== WHAT IS EXPECTED ==
Please print exactly the lines running from the one that contains "Question. Indicate the courtyard" to the end of the data, with both lines included.

[Records from a collection]
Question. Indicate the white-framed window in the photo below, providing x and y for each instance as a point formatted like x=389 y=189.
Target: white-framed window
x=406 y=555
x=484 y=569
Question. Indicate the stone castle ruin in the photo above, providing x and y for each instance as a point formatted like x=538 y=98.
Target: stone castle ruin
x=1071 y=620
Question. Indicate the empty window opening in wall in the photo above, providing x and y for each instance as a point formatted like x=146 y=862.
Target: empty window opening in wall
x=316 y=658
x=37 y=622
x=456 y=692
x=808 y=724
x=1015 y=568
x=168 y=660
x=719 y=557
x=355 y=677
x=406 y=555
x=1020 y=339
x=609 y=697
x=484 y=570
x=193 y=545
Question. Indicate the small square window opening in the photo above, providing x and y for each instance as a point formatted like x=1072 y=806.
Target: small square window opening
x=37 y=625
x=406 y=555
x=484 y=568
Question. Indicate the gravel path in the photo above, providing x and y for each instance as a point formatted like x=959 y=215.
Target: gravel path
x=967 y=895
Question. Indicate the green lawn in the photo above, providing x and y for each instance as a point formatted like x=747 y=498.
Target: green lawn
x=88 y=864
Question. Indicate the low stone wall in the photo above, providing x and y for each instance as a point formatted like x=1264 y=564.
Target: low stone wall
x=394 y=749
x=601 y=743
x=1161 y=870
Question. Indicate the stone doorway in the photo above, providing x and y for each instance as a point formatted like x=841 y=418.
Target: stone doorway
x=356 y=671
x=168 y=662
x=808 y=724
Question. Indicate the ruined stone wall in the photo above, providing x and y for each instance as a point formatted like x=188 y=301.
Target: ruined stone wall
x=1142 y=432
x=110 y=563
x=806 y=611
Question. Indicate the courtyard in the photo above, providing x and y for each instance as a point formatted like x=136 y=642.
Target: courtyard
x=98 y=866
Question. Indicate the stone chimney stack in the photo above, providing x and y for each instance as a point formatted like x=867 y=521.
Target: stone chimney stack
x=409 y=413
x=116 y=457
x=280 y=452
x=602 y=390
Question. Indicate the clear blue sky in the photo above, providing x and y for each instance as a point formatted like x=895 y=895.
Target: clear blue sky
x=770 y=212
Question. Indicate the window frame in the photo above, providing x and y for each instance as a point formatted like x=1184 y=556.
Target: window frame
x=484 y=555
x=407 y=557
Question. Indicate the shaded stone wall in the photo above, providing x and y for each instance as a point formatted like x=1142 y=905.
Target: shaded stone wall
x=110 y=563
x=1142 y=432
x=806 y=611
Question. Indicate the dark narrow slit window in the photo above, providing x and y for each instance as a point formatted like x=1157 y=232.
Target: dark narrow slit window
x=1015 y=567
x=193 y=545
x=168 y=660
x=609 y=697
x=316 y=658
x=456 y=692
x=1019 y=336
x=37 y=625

== RESPONSE TO THIS EXERCISE ==
Question. Indicate the courtyard in the photo above, providing x and y for each instance as a point formatted like x=136 y=642.
Target: courtyard
x=98 y=866
Question. Indicate the stone chimney stack in the photo above, providing x and y for each instance as a point formatted like x=867 y=521.
Target: stone chimney stack
x=409 y=413
x=116 y=457
x=280 y=452
x=602 y=390
Question. Indicate the clear blue sky in the photo above, providing x and y for each instance as a point formatted like x=895 y=895.
Target: clear blue sky
x=770 y=212
Question. Indicate the window frame in the photo above, providing x and y for each instance as a point formatted like x=1184 y=556.
Target: window frame
x=484 y=555
x=407 y=557
Question. Indicate the shaded stone wall in the photo above, providing x and y for each instance as a point formatted like x=1142 y=905.
Target: shaded stone wall
x=110 y=563
x=1142 y=432
x=806 y=611
Question. Indicate the dark narrow slit window in the photo above, providing x and y for each instance as a point formatted like x=1157 y=232.
Target: dark narrow slit window
x=1015 y=567
x=193 y=545
x=168 y=660
x=609 y=697
x=316 y=658
x=456 y=692
x=1019 y=336
x=37 y=625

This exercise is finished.